> [To be done]: Could you reproduce every one of the following records line for line, without changing anything?

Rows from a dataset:
.....

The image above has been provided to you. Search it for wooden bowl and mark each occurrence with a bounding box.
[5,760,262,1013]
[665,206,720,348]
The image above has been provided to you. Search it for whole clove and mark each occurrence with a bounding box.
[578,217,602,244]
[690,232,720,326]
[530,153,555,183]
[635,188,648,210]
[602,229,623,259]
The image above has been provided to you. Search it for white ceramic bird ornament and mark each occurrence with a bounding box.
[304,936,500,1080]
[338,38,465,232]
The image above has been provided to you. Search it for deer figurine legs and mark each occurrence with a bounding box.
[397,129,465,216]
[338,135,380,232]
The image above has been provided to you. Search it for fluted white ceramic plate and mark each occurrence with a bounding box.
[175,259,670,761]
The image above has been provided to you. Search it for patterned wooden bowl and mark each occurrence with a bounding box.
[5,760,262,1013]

.....

> [Written answer]:
The image above has been provided to you. Search it for wooden bowl and mark each occurrence with a bounding box.
[5,760,262,1013]
[665,206,720,348]
The image above has been provided to you. Search it for whole clove and mark each occurrence with a bounding box.
[578,217,602,244]
[690,232,720,326]
[530,153,555,183]
[635,188,648,210]
[602,229,623,259]
The image above has been provided to you. Search it for white ceramic bird ornament and mark each occurrence with a bounding box.
[304,936,500,1080]
[338,38,465,232]
The image above has been provided to you. Search it for deer figurine legs and mark each occurrence with a bounding box.
[397,129,465,216]
[338,135,380,232]
The image above has been provided to you. Search it for fluted white ceramic plate and mark each occurrence with a bounding box.
[175,259,670,761]
The image above has been provided to you. Search it for patterned wooden bowl and mark each occurrence with a bounding box.
[5,760,262,1013]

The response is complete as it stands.